__Extrait de page__.
--------
Mercredi 13 janvier 2016

Séance de 14 heures

Compte rendu n° 34

Présidence de M. Jean-Jacques Urvoas, Président

– Suite de l’examen du projet de loi pour une République numérique (n° 3318) (M. Luc Belot, rapporteur)

La séance est ouverte à 14 heures.

Présidence de M. Jean-Jacques Urvoas, président.

La Commission poursuit, sur le rapport de M. Luc Belot, l’examen du projet de loi pour une République numérique (n° 3318).

Après l’article 4

La commission est saisie de l’amendement CL522 du rapporteur, qui fait l’objet du sous-amendement CL595 de M. Lionel Tardy.

M. Luc Belot, rapporteur. Cet amendement vise à promouvoir l’open data des données relatives aux déchets concernés par une filière à responsabilité élargie du producteur. Il est possible que sa rédaction évolue d’ici à la séance publique.

M. Lionel Tardy. Il serait préférable de n’évoquer que les « conditions dans lesquelles sont encouragées les démarches d’ouverture des données relatives au domaine des déchets » et non « les conditions et limites », ne serait-ce que pour ne pas restreindre le mouvement dans le domaine des déchets. On avait d’ailleurs abouti à cette rédaction, l’année dernière, lors du débat sur le projet de loi pour la croissance, l'activité et l'égalité des chances économiques, dite « loi Macron », mais elle a été modifiée par la suite.
--------
__Extraits de lignes__.

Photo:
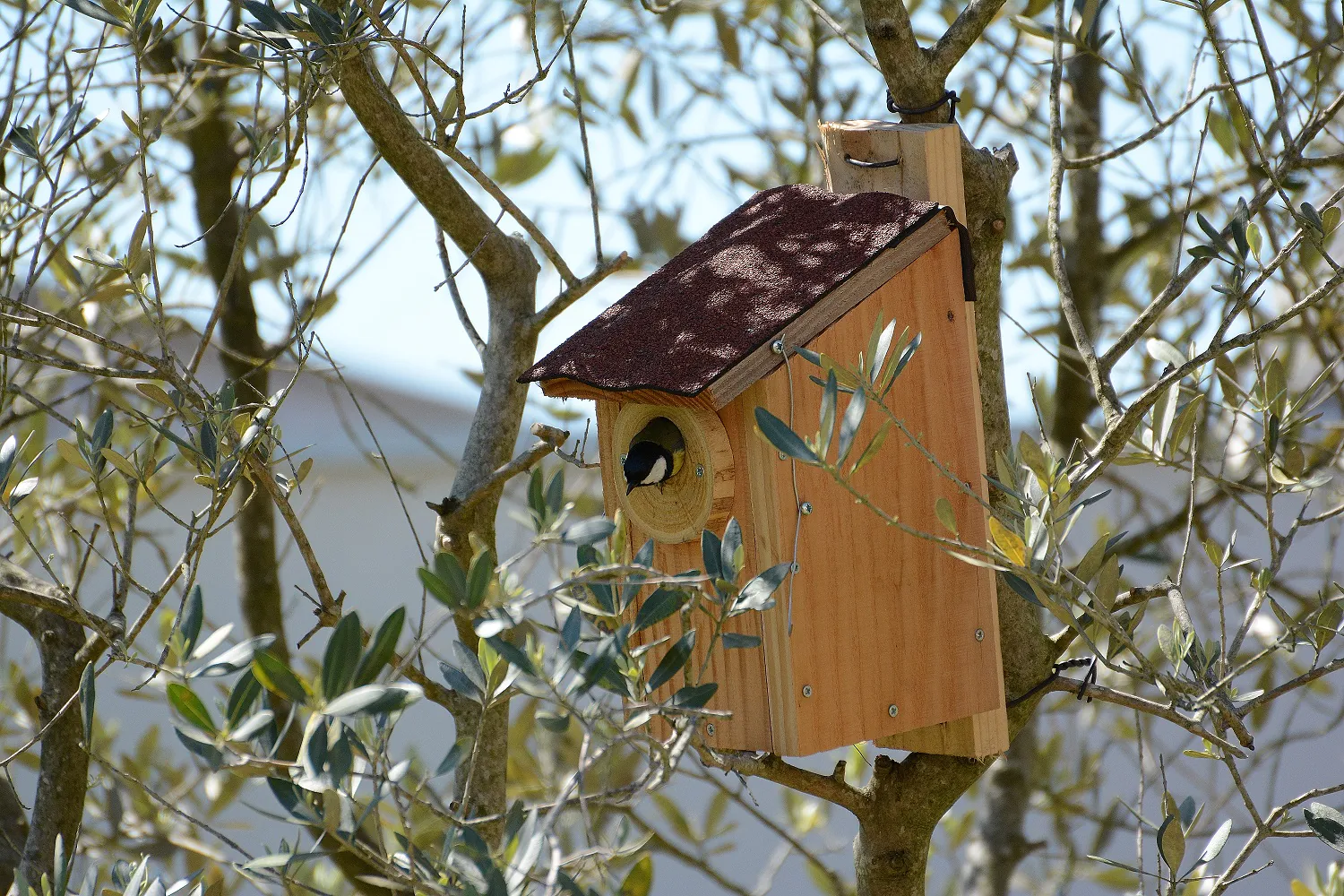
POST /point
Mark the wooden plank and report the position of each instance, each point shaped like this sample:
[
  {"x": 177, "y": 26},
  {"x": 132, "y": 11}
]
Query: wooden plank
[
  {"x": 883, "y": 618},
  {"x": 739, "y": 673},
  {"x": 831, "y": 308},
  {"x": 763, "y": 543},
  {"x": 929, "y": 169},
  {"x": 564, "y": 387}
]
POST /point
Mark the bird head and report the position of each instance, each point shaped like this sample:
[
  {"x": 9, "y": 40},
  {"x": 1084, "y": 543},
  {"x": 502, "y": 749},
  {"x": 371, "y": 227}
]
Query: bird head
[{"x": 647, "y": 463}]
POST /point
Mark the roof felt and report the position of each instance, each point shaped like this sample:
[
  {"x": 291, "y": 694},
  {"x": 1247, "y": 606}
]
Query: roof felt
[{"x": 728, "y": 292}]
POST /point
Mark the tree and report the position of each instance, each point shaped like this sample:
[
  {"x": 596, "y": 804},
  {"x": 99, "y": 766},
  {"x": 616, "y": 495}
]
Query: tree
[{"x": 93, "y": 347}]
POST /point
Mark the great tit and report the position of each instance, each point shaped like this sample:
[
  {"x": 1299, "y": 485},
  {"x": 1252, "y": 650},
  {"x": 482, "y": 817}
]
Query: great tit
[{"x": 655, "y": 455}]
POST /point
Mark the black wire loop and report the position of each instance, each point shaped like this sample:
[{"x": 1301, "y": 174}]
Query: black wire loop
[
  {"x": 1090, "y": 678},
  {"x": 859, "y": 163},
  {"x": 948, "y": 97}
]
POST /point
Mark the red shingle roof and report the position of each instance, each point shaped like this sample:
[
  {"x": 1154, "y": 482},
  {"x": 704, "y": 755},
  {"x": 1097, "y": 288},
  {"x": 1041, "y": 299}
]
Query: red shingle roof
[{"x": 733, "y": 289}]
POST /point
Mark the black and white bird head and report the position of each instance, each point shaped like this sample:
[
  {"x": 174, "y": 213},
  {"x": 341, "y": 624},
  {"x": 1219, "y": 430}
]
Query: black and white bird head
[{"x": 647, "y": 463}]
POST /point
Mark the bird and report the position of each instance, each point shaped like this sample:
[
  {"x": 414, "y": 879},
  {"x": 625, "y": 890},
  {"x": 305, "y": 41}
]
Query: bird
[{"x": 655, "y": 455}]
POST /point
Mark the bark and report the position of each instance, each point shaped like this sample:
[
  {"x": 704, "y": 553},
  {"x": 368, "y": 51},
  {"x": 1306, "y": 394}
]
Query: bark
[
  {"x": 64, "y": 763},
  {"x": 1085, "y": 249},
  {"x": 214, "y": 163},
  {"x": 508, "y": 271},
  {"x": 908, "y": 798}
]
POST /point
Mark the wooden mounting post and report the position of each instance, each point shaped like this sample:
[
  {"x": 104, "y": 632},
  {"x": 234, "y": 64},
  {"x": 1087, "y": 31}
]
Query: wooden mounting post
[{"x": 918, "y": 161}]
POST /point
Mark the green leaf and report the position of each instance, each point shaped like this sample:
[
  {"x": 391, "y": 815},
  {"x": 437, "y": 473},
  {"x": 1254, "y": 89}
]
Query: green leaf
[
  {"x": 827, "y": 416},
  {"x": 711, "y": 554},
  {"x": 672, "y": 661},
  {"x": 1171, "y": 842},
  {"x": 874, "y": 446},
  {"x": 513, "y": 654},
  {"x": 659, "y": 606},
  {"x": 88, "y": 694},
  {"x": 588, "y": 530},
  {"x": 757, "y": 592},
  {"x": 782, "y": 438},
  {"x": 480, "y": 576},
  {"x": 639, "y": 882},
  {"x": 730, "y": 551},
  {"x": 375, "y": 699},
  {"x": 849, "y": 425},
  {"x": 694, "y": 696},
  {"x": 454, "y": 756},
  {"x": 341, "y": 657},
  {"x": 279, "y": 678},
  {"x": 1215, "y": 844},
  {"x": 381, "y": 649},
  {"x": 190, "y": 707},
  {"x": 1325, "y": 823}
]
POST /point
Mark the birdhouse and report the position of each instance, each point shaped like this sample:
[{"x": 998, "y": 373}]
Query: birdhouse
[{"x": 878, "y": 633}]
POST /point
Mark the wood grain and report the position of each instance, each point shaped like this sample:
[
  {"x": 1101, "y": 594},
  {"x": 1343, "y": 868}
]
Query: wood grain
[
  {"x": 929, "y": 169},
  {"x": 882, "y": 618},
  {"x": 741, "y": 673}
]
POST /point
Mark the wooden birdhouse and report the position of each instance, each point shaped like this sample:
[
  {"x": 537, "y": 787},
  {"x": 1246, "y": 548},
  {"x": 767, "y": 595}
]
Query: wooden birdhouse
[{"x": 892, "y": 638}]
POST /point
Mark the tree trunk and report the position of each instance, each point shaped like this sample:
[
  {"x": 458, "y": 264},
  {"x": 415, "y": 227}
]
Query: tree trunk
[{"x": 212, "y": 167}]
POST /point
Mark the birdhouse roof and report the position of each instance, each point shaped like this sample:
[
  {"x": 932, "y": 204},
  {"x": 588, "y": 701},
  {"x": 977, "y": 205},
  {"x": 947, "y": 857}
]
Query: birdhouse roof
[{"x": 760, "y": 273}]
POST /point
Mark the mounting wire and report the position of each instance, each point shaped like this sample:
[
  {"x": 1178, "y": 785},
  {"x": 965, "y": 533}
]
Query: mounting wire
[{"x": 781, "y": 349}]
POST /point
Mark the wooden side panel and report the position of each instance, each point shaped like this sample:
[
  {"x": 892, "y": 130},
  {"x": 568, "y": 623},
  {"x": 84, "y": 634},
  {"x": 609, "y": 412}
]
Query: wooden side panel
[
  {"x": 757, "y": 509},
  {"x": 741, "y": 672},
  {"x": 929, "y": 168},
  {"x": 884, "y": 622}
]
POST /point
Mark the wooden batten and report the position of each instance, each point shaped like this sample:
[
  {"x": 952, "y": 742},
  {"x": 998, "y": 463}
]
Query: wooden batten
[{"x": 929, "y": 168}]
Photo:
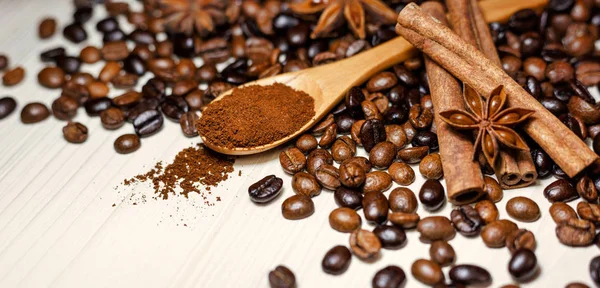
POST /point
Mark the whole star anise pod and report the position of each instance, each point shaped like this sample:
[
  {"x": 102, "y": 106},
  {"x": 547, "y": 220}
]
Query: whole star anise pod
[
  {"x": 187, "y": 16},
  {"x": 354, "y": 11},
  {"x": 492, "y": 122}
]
--------
__Consignes__.
A: D'après le compte rendu de la séance, quel est le numéro du sous-amendement déposé par M. Lionel Tardy ?
B: Réécrivez le passage du compte rendu de la séance qui commence par « Séance de 14 » et va jusqu'à « à 14 heures. », en remplaçant « 14 heures » par « 15 heures ».
C: Poursuivez le compte rendu de la séance de la commission à la suite de ses dernières phrases.
Les lignes sont un matériau à part, sans rapport avec le compte rendu.

__Réponses__.
A: CL595.

B:
Séance de 15 heures

Compte rendu n° 34

Présidence de M. Jean-Jacques Urvoas, Président

– Suite de l’examen du projet de loi pour une République numérique (n° 3318) (M. Luc Belot, rapporteur)

La séance est ouverte à 15 heures.

C:
M. le rapporteur. Je suis favorable à l’adoption de ce sous-amendement.

Suivant l’avis favorable du rapporteur, la commission adopte le sous-amendement, puis l’amendement ainsi sous-amendé.

Article 5 (art. L. 311-4 du code des relations entre le public et l’administration) : Entrée en vigueur des nouvelles obligations de diffusion – Soumission de la publication des documents au respect des droits de propriété littéraire et artistique

La commission adopte l’amendement rédactionnel CL418 du rapporteur.

Puis elle adopte l’article 5 modifié.

Article 6 (art. 10 de la loi n° 78-753 du 17 juillet 1978 portant diverses mesures d’amélioration des relations entre l’administration et le public et diverses dispositions d’ordre administratif, social et fiscal) : Principe de libre réutilisation des données pour les services publics industriels et commerciaux (SPIC)

La commission étudie l’amendement CL82 de Mme Nathalie Kosciusko-Morizet.

M. Patrice Martin-Lalande. Cet amendement vise à lever l’une des restrictions à la communicabilité des données publiques. Ainsi, dans la première phrase du troisième alinéa de l’article – « Les informations publiques figurant dans des documents administratifs communiqués ou publiés peuvent être utilisées par toute personne qui le souhaite à d’autres fins que celles de la mission de service public pour les besoins de laquelle les documents ont été produits ou reçus » –, nous souhaitons supprimer tous les mots placés après « qui le souhaite ».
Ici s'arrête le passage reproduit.